### PROBLEMS AND TASKS
a) Do these statements agree with the extract about La Clemenza di Tito? For each one, answer yes or no and quote the words from the extract that decide it. (i) The writer bought the Harmonia Mundi recording of La Clemenza di Tito. (ii) René Jacobs won a lasting place in the writer's heart with his Figaro. (iii) The writer listened to all of Mayr's Ginevra di Scozia.
b) Pick up the extract about La Clemenza di Tito after its last sentence and keep writing it.

### EXTRACT PROVIDED
Since I heard of its existence, it's been somewhere vaguely in the back of my mind that I'd like to hear Harmonia Mundi's recently released La Clemenza di Tito. Mostly because it has at its helm René Jacobs, who earned himself a permanent place in my heart with his fabulous Figaro. But these things cost money so if I'd thought about it, I wasn't expecting to hear this Clemenza any time soon. Concert FM to the rescue: it was last weekend's Sunday opera. Now, with the month-later Met broadcasts gone, I tend to neglect Opera on Sunday somewhat. I did manage about half of Mayr's Ginevra di Scozia the previous weekend, but that was the first time I'd tuned in since Rodelinda back in May. I didn't really expect anything as exciting as this Clemenza to be offered up, and yet there it was. Brilliant.

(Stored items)
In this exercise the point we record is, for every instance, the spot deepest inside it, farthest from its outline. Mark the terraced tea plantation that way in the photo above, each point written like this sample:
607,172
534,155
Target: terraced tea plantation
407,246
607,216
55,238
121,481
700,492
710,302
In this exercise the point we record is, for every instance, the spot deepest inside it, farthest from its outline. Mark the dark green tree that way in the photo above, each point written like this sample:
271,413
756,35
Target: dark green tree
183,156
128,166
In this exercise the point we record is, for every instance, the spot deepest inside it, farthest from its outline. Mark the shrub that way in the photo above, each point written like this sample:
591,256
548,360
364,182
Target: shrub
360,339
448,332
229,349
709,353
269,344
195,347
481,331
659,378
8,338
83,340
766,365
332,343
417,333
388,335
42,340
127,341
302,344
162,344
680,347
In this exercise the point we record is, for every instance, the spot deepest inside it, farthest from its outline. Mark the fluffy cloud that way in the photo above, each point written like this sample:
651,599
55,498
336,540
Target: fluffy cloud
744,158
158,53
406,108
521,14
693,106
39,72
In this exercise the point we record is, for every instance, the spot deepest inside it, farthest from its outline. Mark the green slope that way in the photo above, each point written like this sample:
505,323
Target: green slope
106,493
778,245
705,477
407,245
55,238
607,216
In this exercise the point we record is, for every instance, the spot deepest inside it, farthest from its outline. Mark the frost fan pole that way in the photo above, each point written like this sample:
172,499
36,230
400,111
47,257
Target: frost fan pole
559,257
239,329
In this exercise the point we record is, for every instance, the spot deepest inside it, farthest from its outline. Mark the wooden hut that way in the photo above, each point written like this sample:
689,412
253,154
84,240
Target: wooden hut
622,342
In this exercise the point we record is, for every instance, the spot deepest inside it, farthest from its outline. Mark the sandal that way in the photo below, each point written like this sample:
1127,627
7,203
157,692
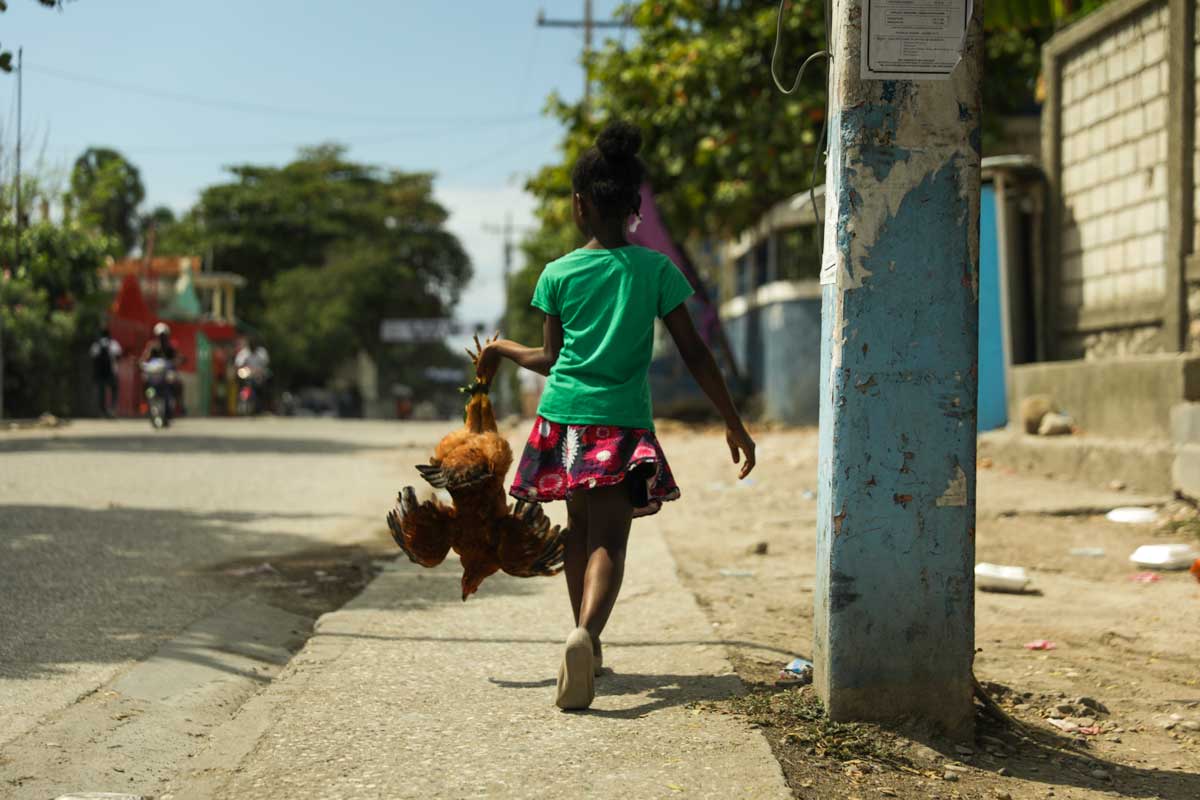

### SOLVED PROBLEMS
a)
(i) No: "Concert FM to the rescue: it was last weekend's Sunday opera."
(ii) Yes: "who earned himself a permanent place in my heart with his fabulous Figaro"
(iii) No: "I did manage about half of Mayr's Ginevra di Scozia the previous weekend"

b)
And it truly is brilliant. Clemenza has the potential to be rather on the dry side, conventional and stuffy and lacking in the colour and vitality of other Mozart operas. René Jacobs, however, makes it live, and thrillingly so. While keeping it all appropriately dignified, he nevertheless gives us a Clemenza which is fast-paced, emotionally charged and surprisingly intimate. As in that Figaro, the fortepiano continuo is highly involved in the action. In the orchestra, too, there are some incredible things going on: Vitellia's entrance at one point is marked by a lightning bolt of sound straight from a gothic horror movie. I don't necessarily think Clemenza is a boring opera - there are too many hits in it for that - but I also hadn't imagined it could be quite as interesting as this.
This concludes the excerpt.